Exercise —
Repeat each line of the material below exactly as it appears, minus any pictures.

::::::::::

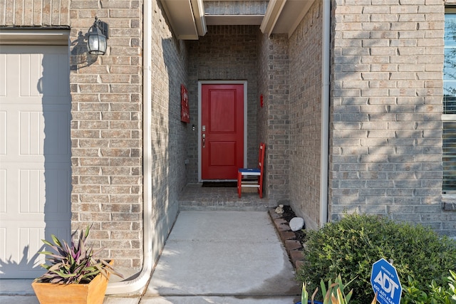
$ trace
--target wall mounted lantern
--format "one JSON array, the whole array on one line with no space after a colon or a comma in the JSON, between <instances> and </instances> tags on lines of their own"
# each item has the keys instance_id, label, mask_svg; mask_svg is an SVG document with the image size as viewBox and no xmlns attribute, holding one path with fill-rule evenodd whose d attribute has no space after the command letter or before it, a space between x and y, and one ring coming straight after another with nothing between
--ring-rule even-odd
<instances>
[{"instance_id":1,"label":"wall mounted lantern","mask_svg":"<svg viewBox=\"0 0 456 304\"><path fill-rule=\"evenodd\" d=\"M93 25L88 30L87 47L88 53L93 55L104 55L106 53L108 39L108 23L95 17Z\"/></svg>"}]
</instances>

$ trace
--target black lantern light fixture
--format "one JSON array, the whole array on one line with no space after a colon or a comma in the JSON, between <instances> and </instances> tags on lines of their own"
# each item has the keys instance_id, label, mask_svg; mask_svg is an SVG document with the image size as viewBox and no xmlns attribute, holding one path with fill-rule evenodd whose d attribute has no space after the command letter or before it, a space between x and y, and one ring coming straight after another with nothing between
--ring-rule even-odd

::::::::::

Full output —
$ trace
--target wall mounted lantern
--format "one JSON array, the whole array on one line with no space after a colon or a comma in the JSON, between <instances> and </instances> tags on lines of their own"
# each item has the keys instance_id, label, mask_svg; mask_svg is an SVG document with the image size as viewBox and no xmlns attribute, holding one path with fill-rule evenodd whose d attribute has no space after the command letter or before it, a space between x and y, and one ring coming straight after another with nothing between
--ring-rule even-odd
<instances>
[{"instance_id":1,"label":"wall mounted lantern","mask_svg":"<svg viewBox=\"0 0 456 304\"><path fill-rule=\"evenodd\" d=\"M93 25L88 30L87 47L88 53L93 55L104 55L106 53L108 39L108 23L95 17Z\"/></svg>"}]
</instances>

$ trace
--target black lantern light fixture
--format "one JSON array, the whole array on one line with no space after a colon or a comma in the JSON, between <instances> and </instances> tags on lines of their own"
# each item has the keys instance_id, label, mask_svg; mask_svg is an SVG document with the image size as viewBox and no xmlns attribute, holding one path with fill-rule evenodd whose d attribute has no space after the command letter or before it, a space between x and y, and one ring coming straight after another with nothing between
--ring-rule even-odd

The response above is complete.